* [GOAL]:
Report every line of the rows below that contains the string "distant", copying each such line in full.

* [THE RECORDS]:
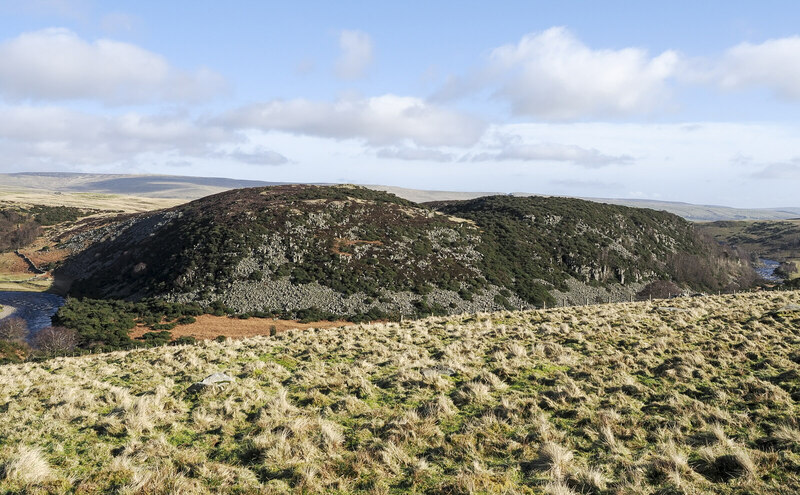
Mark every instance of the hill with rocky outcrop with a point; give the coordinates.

---

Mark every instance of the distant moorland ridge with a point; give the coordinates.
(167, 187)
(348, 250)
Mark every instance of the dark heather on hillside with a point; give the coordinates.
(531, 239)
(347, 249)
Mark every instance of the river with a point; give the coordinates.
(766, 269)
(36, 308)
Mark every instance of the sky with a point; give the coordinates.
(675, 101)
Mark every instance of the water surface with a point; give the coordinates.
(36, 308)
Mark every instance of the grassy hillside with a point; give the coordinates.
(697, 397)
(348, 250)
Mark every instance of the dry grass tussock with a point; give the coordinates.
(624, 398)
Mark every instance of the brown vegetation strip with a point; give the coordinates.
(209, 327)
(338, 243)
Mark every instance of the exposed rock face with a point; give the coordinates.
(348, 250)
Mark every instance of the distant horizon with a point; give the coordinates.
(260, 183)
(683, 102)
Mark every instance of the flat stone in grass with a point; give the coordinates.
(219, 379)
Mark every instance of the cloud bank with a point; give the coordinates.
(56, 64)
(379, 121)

==

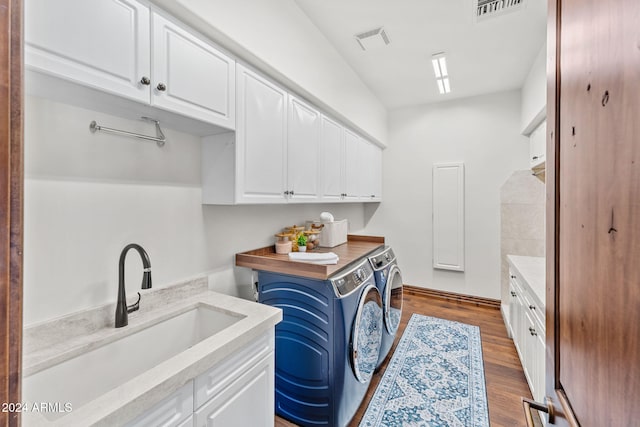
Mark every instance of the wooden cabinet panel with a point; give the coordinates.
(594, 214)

* [EXERCISE RESULT]:
Mark every instance of the distant moorland ridge with a point; give the coordinates.
Mark every instance of the distant horizon with a point; give the coordinates.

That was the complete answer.